EXERCISE DIRECTIONS: Copy all of the lines below without changing a thing, but leave the pictures out of your copy.
========
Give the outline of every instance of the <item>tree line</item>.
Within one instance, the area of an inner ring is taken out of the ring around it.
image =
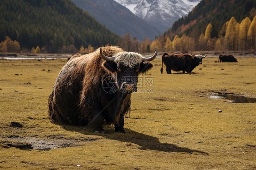
[[[2,52],[30,52],[39,46],[41,52],[72,53],[81,45],[116,44],[119,38],[70,0],[2,0],[0,10],[0,42],[10,38],[20,48],[3,43]]]

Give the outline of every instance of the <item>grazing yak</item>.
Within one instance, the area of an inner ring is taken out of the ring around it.
[[[218,62],[237,62],[236,59],[232,55],[220,55],[219,56]]]
[[[187,73],[191,73],[195,68],[202,64],[202,59],[207,56],[206,54],[203,56],[197,55],[193,55],[188,54],[174,54],[164,53],[162,55],[162,68],[161,73],[163,73],[163,63],[166,66],[167,74],[172,74],[171,70],[178,71],[182,70]]]
[[[115,131],[125,133],[124,116],[131,109],[139,73],[153,66],[157,48],[150,57],[124,51],[117,46],[101,47],[76,55],[61,69],[48,100],[52,121],[93,127],[104,133],[105,120]]]

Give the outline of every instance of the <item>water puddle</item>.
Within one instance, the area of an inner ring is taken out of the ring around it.
[[[227,99],[230,103],[256,103],[256,97],[253,97],[243,94],[213,93],[211,95],[208,95],[210,99]]]

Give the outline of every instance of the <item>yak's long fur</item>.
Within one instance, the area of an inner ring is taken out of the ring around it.
[[[133,57],[133,54],[128,54],[129,53],[116,46],[102,47],[102,50],[108,57],[118,54],[116,62],[125,62],[132,66],[137,60],[141,61],[140,56]],[[123,55],[128,55],[130,60],[117,60],[123,59]],[[129,113],[131,94],[108,94],[102,88],[103,80],[112,79],[115,74],[103,66],[106,62],[102,59],[99,49],[85,55],[76,55],[69,60],[61,69],[49,98],[51,120],[86,125],[93,120],[92,113],[98,112],[104,115],[107,121],[116,124],[121,114]]]

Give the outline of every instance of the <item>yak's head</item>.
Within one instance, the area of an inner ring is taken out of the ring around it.
[[[193,55],[191,53],[191,56],[194,57],[194,63],[195,64],[196,66],[198,66],[198,65],[202,64],[202,60],[204,58],[206,57],[207,55],[206,54],[205,56],[202,56],[202,55]]]
[[[139,74],[145,74],[153,67],[153,65],[149,61],[156,57],[157,48],[154,55],[148,58],[137,53],[125,51],[108,57],[103,54],[101,47],[100,54],[102,58],[107,61],[104,66],[114,77],[117,89],[123,93],[132,93],[137,91]]]

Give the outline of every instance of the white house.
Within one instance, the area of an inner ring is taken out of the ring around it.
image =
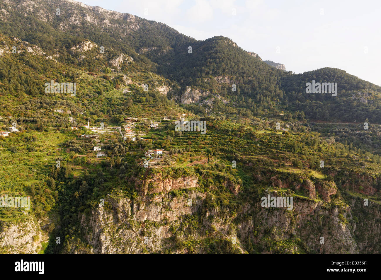
[[[15,128],[13,126],[11,126],[9,128],[9,130],[11,132],[19,132],[20,131],[17,128]]]
[[[4,130],[2,130],[0,131],[0,136],[3,136],[5,137],[6,136],[9,136],[9,131],[4,131]]]
[[[98,152],[97,153],[96,157],[104,157],[106,155],[104,154],[104,153],[103,152]]]
[[[154,150],[154,152],[155,153],[155,155],[161,155],[163,154],[163,150],[162,150],[157,149],[156,150]]]
[[[150,157],[154,153],[154,151],[152,150],[149,150],[148,151],[144,153],[144,155],[146,157]]]

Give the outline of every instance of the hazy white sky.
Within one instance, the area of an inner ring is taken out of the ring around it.
[[[297,74],[335,67],[381,86],[379,0],[80,2],[163,22],[198,40],[223,35]]]

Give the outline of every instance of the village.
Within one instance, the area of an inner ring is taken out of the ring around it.
[[[162,120],[166,121],[166,122],[170,120],[169,117],[166,116],[163,117]],[[151,122],[146,118],[138,118],[127,117],[125,118],[123,120],[125,124],[123,127],[117,126],[107,127],[105,127],[103,123],[101,123],[99,126],[90,126],[90,122],[88,121],[87,124],[83,126],[83,127],[87,130],[88,134],[82,134],[80,137],[84,139],[95,140],[97,144],[93,146],[92,151],[96,152],[96,158],[99,158],[105,157],[106,155],[104,151],[102,150],[102,145],[101,144],[99,139],[100,137],[102,134],[120,134],[124,140],[129,139],[133,142],[137,141],[147,141],[149,139],[144,139],[143,137],[146,136],[146,133],[141,131],[139,131],[139,129],[140,130],[142,129],[146,131],[154,131],[160,127],[160,123],[159,122]],[[139,126],[139,128],[137,128],[137,126]],[[77,128],[72,127],[72,129]],[[90,133],[90,131],[93,133]],[[144,161],[142,164],[145,168],[150,166],[157,167],[158,163],[163,160],[163,156],[169,154],[169,152],[159,149],[148,150],[145,152],[144,156],[141,157]]]

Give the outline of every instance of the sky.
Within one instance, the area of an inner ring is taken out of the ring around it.
[[[197,40],[226,36],[296,74],[333,67],[381,86],[379,0],[80,2],[163,22]]]

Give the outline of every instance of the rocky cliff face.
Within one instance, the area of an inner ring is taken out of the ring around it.
[[[198,103],[202,98],[207,96],[209,93],[207,90],[187,86],[185,91],[178,98],[178,101],[182,104]]]
[[[274,67],[277,69],[279,69],[280,70],[283,70],[283,71],[286,71],[286,66],[285,66],[284,64],[281,64],[280,63],[277,63],[276,62],[272,61],[271,60],[264,60],[263,62],[267,63],[268,64],[270,65],[271,66],[272,66]]]
[[[110,59],[109,63],[112,67],[116,67],[118,69],[120,69],[120,66],[123,62],[126,61],[128,63],[132,62],[132,61],[133,58],[131,56],[122,53],[115,58]]]
[[[224,186],[239,194],[239,186],[229,182]],[[212,197],[196,190],[197,177],[174,179],[156,174],[137,180],[135,186],[139,194],[137,198],[109,195],[104,206],[80,214],[82,231],[90,247],[86,251],[73,247],[71,253],[205,253],[208,252],[205,244],[213,238],[231,243],[234,251],[241,253],[251,250],[248,240],[254,251],[262,253],[357,253],[380,250],[374,242],[379,243],[381,226],[377,221],[381,207],[366,208],[358,198],[351,198],[351,205],[331,207],[313,198],[295,197],[291,210],[262,207],[258,198],[232,211],[213,204]],[[315,195],[309,180],[299,187]],[[328,190],[333,187],[325,187]],[[186,189],[179,195],[171,192]],[[269,194],[285,195],[279,191]],[[371,219],[365,218],[368,215]],[[193,226],[190,219],[195,222]]]
[[[47,241],[32,219],[0,221],[0,253],[37,254],[42,249],[42,242]]]
[[[79,45],[70,48],[70,50],[73,53],[75,53],[77,51],[82,53],[89,51],[93,48],[95,48],[96,46],[98,46],[95,43],[93,43],[91,41],[86,41],[82,42]]]
[[[262,58],[261,58],[258,54],[255,53],[253,51],[248,51],[247,53],[251,56],[254,56],[255,58],[257,58],[259,60],[262,60]]]
[[[171,89],[170,86],[165,85],[158,86],[156,88],[156,90],[157,90],[159,92],[162,94],[164,94],[164,95],[166,95],[171,90]]]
========
EXERCISE RESULT:
Give the outline of every instance of the <item>tree line</item>.
Within one instance, the area of an inner ring is taken out of the ring around it.
image =
[[[2,52],[30,52],[39,46],[41,52],[72,53],[81,45],[116,44],[119,38],[70,0],[2,0],[0,10],[0,42],[10,38],[20,48],[3,43]]]

Give the outline of every instance of the <item>grazing yak</item>.
Within one instance, the area of an inner ring is taken out of the ring around it.
[[[218,62],[237,62],[236,59],[232,55],[220,55],[219,56]]]
[[[187,73],[191,73],[195,68],[202,64],[202,59],[207,56],[206,54],[203,56],[197,55],[193,55],[188,54],[174,54],[164,53],[162,55],[162,68],[161,73],[163,73],[163,63],[166,66],[167,74],[172,74],[171,70],[178,71],[182,70]]]
[[[115,131],[125,133],[124,116],[131,109],[139,73],[153,66],[157,48],[150,57],[124,51],[117,46],[101,47],[76,55],[61,69],[48,100],[52,121],[93,127],[104,133],[105,120]]]

Give the outline of every instance of the <item>water puddle</item>.
Within one instance, the area of an inner ring is taken out of the ring around it.
[[[227,99],[230,103],[256,103],[256,97],[253,97],[243,94],[213,93],[211,95],[208,95],[210,99]]]

Give the outline of every instance of the <item>yak's long fur</item>.
Within one instance, the area of an inner ring is taken out of the ring around it.
[[[133,57],[133,54],[128,54],[129,53],[116,46],[102,47],[102,50],[108,57],[118,54],[116,62],[125,62],[132,66],[137,60],[141,61],[140,56]],[[123,55],[128,55],[130,60],[117,60],[123,59]],[[129,113],[131,94],[108,94],[102,88],[103,80],[112,79],[115,74],[103,66],[106,62],[102,59],[99,49],[85,55],[76,55],[69,60],[61,69],[49,98],[51,120],[86,125],[93,120],[92,113],[98,112],[104,115],[107,121],[116,124],[121,114]]]

Give the outline of every instance of the <item>yak's head</item>.
Within one instance, the area of an inner ring is taken out of the ring around it.
[[[193,55],[191,53],[191,56],[194,57],[194,63],[195,64],[196,66],[198,66],[198,65],[202,64],[202,60],[204,58],[206,57],[207,55],[206,54],[205,56],[202,56],[202,55]]]
[[[139,74],[145,74],[153,67],[153,65],[149,61],[156,57],[157,48],[154,55],[148,58],[137,53],[125,51],[108,57],[103,54],[101,47],[100,54],[102,58],[107,61],[104,66],[114,77],[117,89],[123,93],[132,93],[137,91]]]

Give the outline of every instance of the white house.
Within one instance, the area of an inner ring is taken out of the ring around it.
image =
[[[15,128],[13,126],[11,126],[9,128],[9,130],[11,132],[19,132],[20,131],[17,128]]]
[[[4,130],[2,130],[0,131],[0,136],[3,136],[5,137],[6,136],[9,136],[9,131],[4,131]]]
[[[98,152],[97,153],[96,157],[104,157],[106,155],[104,154],[104,153],[103,152]]]
[[[154,150],[154,152],[155,153],[155,155],[161,155],[163,154],[163,150],[162,150],[157,149],[156,150]]]
[[[150,157],[154,153],[154,151],[152,150],[149,150],[148,151],[144,153],[144,155],[146,157]]]

Give the outline of every instance of the hazy white sky.
Within one instance, the area of an inner ring is taken out of the ring around it.
[[[297,74],[335,67],[381,86],[379,0],[80,2],[163,22],[198,40],[223,35]]]

Give the outline of every instance of the village.
Within one instance, the area of an inner ring is taken out of the ring around it.
[[[162,120],[166,121],[166,122],[170,120],[169,117],[166,116],[163,117]],[[151,122],[146,118],[138,118],[127,117],[125,118],[123,120],[125,124],[123,127],[117,126],[107,127],[105,127],[103,123],[101,123],[99,126],[90,126],[90,122],[88,121],[87,124],[83,126],[83,127],[87,130],[88,134],[82,134],[80,137],[84,139],[95,140],[97,144],[93,146],[92,151],[96,152],[96,158],[99,158],[105,157],[106,155],[104,151],[102,150],[102,145],[101,144],[99,139],[100,137],[102,134],[120,134],[124,140],[129,139],[133,142],[137,141],[147,141],[149,139],[144,139],[143,137],[146,136],[146,133],[141,131],[139,131],[139,129],[140,130],[142,129],[146,131],[154,131],[160,127],[160,123],[159,122]],[[139,126],[139,128],[137,128],[137,126]],[[77,128],[72,127],[72,129]],[[90,133],[90,131],[93,133]],[[144,161],[142,164],[145,168],[150,166],[157,167],[158,163],[163,160],[163,156],[169,154],[169,152],[159,149],[148,150],[145,152],[144,156],[141,157]]]

Give the outline of every instance of the sky.
Within one instance, the area of an inner ring is taken out of the ring around it.
[[[197,40],[226,36],[296,74],[333,67],[381,86],[379,0],[80,2],[163,22]]]

Give the outline of every instance of the rocky cliff face.
Within one instance, the area of an inner ring is taken out of the ring around it.
[[[198,103],[202,98],[207,96],[209,93],[207,90],[187,86],[185,91],[178,98],[178,101],[182,104]]]
[[[274,67],[277,69],[279,69],[280,70],[283,70],[283,71],[286,71],[286,66],[285,66],[284,64],[281,64],[280,63],[277,63],[276,62],[272,61],[271,60],[264,60],[263,62],[267,63],[268,64],[270,65],[271,66],[272,66]]]
[[[110,59],[109,63],[112,67],[116,67],[118,69],[120,69],[120,66],[123,62],[126,61],[128,63],[132,62],[132,61],[133,58],[131,56],[122,53],[115,58]]]
[[[224,186],[239,194],[239,186],[229,182]],[[212,197],[196,190],[197,177],[174,179],[156,174],[137,180],[135,186],[139,194],[137,198],[109,195],[104,206],[80,214],[82,231],[90,247],[86,251],[73,247],[71,253],[205,253],[208,252],[205,244],[213,238],[231,243],[234,251],[241,253],[251,250],[248,240],[254,251],[262,253],[357,253],[380,250],[374,242],[379,243],[381,226],[377,221],[381,207],[366,208],[358,198],[351,198],[351,205],[331,207],[313,198],[295,197],[291,210],[262,207],[258,198],[232,211],[213,204]],[[315,195],[309,180],[299,187]],[[328,190],[333,187],[325,187]],[[186,189],[179,195],[171,192]],[[269,194],[285,195],[279,191]],[[371,219],[365,218],[368,215]],[[193,226],[190,219],[195,222]]]
[[[47,241],[32,219],[0,221],[0,253],[37,254],[42,249],[42,242]]]
[[[79,45],[70,48],[70,50],[73,53],[75,53],[77,51],[82,53],[89,51],[93,48],[95,48],[96,46],[98,46],[95,43],[93,43],[91,41],[86,41],[82,42]]]
[[[262,58],[261,58],[258,54],[255,53],[253,51],[248,51],[247,53],[251,56],[254,56],[255,58],[257,58],[259,60],[262,60]]]
[[[171,89],[170,86],[165,85],[158,86],[156,88],[156,90],[157,90],[159,92],[162,94],[164,94],[164,95],[166,95],[171,90]]]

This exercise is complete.